EXERCISE BRIEF: Write down exactly the line where "Expected: for each instance of the black duffel" occurs and every line that follows it through the end of the material below; include nothing else.
---------- INPUT DATA ----------
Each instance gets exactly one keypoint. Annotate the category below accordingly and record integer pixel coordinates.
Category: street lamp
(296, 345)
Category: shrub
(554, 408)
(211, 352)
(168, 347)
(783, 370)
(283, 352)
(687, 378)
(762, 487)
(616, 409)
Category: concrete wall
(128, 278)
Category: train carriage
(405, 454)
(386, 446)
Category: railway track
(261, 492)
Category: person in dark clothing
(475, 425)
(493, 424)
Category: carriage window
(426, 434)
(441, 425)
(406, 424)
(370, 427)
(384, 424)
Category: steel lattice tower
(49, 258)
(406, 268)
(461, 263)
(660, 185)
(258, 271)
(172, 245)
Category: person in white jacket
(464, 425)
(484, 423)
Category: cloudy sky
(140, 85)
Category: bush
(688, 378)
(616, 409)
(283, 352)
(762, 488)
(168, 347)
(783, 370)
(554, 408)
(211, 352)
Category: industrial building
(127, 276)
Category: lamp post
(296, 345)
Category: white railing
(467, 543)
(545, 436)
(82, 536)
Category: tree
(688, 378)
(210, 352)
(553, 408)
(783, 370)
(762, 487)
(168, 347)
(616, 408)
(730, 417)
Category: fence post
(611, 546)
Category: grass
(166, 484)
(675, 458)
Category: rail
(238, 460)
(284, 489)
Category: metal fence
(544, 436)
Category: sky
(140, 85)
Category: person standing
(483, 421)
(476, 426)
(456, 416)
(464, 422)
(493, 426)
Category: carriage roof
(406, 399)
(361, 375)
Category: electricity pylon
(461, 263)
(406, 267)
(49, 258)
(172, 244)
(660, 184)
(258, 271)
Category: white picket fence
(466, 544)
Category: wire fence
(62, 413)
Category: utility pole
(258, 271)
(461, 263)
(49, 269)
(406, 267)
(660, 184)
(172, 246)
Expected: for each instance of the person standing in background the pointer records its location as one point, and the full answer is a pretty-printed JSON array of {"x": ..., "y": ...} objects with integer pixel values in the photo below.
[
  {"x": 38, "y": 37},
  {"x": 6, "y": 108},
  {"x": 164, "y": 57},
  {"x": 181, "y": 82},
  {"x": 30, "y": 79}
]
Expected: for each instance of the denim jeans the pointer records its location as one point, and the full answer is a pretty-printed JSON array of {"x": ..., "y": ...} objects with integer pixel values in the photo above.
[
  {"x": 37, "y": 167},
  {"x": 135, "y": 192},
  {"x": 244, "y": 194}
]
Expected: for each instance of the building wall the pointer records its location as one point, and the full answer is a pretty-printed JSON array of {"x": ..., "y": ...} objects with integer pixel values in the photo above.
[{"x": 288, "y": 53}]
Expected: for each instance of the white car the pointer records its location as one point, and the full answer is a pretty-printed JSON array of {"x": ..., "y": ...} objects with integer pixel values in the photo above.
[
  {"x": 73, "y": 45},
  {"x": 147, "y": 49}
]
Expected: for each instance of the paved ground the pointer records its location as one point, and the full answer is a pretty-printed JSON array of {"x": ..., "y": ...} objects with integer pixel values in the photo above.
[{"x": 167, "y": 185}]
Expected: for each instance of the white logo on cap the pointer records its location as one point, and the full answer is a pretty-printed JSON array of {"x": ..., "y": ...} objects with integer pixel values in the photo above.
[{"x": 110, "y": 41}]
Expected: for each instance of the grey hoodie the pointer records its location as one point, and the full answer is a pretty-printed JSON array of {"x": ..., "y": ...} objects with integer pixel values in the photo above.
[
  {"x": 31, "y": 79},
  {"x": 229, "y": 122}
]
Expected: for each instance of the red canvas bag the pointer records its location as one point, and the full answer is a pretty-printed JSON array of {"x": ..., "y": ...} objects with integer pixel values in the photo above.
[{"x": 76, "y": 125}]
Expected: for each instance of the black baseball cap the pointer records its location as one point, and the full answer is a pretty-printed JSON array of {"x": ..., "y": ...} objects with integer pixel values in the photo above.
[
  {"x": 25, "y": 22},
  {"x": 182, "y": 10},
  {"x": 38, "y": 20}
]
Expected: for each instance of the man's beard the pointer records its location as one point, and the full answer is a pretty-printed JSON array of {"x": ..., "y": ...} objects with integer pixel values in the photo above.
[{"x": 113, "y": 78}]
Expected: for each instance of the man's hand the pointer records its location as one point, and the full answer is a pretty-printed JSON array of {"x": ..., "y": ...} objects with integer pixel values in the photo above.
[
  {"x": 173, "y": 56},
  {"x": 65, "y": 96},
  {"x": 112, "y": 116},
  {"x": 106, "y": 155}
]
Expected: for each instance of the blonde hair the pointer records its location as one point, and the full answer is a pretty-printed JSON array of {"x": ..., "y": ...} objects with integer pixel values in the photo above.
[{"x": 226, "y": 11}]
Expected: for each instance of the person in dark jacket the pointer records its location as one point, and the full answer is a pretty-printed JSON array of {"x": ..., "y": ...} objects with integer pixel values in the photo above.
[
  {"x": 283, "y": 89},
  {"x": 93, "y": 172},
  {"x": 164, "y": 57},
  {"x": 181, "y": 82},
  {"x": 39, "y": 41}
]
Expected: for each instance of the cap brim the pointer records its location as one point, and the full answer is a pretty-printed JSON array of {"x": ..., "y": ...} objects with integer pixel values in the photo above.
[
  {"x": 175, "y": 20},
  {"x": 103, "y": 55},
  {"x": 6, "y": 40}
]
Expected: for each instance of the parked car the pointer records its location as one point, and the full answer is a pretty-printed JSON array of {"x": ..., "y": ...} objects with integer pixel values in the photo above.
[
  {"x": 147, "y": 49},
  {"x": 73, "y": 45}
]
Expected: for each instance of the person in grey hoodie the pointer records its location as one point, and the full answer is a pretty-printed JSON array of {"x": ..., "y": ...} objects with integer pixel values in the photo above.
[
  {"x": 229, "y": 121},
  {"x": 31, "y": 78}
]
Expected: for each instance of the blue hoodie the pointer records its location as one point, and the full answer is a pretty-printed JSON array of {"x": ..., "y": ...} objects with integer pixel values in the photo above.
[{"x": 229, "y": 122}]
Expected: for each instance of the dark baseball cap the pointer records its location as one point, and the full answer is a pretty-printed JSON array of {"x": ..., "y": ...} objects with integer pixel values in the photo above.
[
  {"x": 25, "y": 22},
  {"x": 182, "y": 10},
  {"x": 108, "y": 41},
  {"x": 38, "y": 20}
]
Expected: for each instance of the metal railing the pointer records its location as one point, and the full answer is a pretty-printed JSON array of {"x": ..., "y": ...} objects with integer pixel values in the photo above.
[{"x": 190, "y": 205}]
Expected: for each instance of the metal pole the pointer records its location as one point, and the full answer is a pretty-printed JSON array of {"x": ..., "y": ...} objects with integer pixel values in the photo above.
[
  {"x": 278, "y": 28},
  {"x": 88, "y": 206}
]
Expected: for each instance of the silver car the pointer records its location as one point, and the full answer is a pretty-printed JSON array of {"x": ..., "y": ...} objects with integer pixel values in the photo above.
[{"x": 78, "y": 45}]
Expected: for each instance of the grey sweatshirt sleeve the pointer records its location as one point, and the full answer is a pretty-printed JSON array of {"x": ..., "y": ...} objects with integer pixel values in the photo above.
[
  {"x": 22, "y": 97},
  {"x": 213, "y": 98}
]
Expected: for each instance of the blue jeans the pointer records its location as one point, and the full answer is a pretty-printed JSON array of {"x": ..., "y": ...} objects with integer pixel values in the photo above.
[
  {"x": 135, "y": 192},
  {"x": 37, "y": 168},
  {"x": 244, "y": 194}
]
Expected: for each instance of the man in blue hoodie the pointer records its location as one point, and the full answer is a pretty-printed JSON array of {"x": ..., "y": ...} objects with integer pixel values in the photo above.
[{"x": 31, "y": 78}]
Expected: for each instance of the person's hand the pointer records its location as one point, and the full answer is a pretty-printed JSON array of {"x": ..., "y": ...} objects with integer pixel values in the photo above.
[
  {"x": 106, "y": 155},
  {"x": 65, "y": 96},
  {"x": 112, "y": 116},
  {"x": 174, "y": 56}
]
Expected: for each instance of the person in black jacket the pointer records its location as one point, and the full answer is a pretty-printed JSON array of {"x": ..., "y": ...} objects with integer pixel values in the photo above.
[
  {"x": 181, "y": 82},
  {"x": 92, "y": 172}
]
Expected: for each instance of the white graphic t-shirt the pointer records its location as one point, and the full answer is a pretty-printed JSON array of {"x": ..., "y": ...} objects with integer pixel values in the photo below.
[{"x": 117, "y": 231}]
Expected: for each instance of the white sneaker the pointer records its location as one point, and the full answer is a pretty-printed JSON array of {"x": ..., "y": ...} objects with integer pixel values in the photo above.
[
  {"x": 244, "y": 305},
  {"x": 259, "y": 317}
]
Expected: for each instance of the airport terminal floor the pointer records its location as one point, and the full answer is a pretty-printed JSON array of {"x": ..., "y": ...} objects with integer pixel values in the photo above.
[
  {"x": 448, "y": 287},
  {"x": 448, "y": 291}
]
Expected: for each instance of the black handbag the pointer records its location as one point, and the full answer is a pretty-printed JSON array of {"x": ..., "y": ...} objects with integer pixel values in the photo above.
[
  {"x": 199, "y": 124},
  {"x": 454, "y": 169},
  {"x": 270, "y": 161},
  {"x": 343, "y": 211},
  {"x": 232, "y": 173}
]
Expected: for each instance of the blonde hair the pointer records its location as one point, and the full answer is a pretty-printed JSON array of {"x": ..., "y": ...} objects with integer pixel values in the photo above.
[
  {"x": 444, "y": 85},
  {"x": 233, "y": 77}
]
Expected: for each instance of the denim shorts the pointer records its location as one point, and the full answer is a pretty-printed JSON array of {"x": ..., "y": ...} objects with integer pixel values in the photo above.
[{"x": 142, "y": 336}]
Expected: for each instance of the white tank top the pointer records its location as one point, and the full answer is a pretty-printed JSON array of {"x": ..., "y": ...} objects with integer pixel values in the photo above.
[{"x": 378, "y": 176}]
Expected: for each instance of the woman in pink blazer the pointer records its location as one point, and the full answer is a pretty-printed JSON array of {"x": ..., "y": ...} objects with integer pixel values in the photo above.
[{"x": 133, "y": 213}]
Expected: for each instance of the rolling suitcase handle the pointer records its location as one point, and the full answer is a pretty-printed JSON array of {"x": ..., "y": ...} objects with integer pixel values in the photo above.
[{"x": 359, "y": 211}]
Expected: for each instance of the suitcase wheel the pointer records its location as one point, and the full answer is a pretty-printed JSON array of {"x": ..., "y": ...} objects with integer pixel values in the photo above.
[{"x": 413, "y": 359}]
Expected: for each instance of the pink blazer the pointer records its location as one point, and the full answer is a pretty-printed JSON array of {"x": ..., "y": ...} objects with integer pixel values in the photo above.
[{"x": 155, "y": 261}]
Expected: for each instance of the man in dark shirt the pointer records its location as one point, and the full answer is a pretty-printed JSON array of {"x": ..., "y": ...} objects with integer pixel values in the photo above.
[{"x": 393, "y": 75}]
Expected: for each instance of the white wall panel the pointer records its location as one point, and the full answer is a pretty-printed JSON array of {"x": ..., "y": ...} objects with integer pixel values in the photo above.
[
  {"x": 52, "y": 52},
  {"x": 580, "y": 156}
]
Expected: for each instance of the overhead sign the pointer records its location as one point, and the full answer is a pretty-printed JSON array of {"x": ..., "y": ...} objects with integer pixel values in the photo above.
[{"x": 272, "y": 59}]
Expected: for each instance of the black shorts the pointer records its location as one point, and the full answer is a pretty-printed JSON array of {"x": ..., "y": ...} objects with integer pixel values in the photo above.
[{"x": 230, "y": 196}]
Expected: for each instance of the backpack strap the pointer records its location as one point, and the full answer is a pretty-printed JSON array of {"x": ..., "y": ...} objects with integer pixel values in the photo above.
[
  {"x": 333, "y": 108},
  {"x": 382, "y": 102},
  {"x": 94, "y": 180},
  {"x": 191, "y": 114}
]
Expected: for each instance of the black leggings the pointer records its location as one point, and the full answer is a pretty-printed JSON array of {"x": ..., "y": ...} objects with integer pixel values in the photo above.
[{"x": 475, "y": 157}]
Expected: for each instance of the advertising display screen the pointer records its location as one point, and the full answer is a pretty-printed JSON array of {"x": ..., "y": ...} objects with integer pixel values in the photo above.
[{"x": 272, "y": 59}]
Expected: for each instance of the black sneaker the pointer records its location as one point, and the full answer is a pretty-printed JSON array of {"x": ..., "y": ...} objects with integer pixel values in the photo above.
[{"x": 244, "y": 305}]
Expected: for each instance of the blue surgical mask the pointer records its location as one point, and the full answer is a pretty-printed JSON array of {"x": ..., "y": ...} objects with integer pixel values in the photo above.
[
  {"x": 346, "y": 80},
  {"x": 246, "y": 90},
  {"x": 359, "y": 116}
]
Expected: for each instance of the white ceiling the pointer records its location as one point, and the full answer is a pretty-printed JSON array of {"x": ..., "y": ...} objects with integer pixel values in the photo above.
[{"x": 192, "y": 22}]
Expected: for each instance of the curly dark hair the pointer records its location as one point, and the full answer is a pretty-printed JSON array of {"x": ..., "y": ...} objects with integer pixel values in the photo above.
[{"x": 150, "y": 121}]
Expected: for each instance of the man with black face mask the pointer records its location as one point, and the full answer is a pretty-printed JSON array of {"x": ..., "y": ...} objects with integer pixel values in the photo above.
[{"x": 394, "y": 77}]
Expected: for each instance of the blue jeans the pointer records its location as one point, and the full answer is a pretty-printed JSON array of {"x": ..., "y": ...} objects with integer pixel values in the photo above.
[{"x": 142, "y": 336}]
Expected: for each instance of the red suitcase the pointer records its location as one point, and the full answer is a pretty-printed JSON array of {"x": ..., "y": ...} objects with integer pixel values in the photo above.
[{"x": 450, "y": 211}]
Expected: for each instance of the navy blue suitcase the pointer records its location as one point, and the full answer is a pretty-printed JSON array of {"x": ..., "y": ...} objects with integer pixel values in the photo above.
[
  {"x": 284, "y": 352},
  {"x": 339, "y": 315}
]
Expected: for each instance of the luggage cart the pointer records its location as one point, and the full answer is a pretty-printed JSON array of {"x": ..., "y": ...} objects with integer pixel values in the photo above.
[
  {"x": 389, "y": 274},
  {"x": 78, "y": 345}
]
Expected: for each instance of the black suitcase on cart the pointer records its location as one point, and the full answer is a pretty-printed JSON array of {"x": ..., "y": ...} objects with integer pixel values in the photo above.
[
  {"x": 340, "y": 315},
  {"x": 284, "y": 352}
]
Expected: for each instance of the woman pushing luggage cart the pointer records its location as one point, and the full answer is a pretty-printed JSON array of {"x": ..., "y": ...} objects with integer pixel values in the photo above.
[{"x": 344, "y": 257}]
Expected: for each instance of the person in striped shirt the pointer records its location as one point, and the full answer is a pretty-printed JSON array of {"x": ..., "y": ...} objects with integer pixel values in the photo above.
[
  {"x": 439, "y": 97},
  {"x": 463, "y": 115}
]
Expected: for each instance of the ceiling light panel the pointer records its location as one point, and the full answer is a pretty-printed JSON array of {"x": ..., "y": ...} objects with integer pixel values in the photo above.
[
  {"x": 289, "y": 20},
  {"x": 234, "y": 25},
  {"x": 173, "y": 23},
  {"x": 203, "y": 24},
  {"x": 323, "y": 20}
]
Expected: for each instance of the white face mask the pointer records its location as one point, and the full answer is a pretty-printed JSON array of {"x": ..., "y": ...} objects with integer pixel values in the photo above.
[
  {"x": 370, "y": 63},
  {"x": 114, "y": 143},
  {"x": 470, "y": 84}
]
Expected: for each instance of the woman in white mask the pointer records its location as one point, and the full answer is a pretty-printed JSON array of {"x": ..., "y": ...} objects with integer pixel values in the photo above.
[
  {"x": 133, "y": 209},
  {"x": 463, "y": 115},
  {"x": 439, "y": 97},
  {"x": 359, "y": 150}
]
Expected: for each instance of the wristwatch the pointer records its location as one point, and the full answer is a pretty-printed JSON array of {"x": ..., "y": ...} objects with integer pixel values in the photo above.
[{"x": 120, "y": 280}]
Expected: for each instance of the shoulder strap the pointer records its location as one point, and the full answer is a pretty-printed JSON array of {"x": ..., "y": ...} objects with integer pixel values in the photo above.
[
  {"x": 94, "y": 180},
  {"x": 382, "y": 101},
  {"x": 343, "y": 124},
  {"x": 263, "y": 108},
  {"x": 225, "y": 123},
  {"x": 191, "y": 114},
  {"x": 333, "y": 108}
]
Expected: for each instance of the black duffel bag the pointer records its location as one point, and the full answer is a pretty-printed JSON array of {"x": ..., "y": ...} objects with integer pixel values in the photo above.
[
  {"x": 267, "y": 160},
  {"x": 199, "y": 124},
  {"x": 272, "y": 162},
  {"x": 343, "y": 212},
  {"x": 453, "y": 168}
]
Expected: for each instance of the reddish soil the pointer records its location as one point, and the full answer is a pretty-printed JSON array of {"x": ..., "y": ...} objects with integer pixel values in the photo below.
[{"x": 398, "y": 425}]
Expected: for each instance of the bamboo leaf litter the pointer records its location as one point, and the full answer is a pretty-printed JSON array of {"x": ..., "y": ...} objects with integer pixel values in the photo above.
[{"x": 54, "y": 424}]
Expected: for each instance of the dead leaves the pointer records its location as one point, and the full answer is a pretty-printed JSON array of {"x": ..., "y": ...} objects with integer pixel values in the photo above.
----------
SOLUTION FOR THIS TASK:
Expected: for each instance of the black duffel bag the pointer records its location as one point, and the full answer is a pretty-printed JSON array of {"x": ..., "y": ...} objects with integer pixel values in the photo above.
[
  {"x": 267, "y": 160},
  {"x": 199, "y": 124},
  {"x": 272, "y": 162},
  {"x": 343, "y": 212},
  {"x": 453, "y": 168}
]
Expected: for each instance of the reddish soil the pointer records its location as one point, and the full answer is a pretty-printed JSON array of {"x": ..., "y": ...} objects with integer pixel values in the photo below.
[{"x": 398, "y": 425}]
Expected: for each instance of the bamboo leaf litter the pointer records its location as one point, and the full answer is a pretty-printed JSON array of {"x": ..., "y": ...} objects with integer pixel values in the photo above.
[{"x": 54, "y": 424}]
Expected: for each instance of the dead leaves the pointer records its location as one point, and the full answer is a pretty-printed JSON array of {"x": ..., "y": ...} objects with integer pixel values in the photo above.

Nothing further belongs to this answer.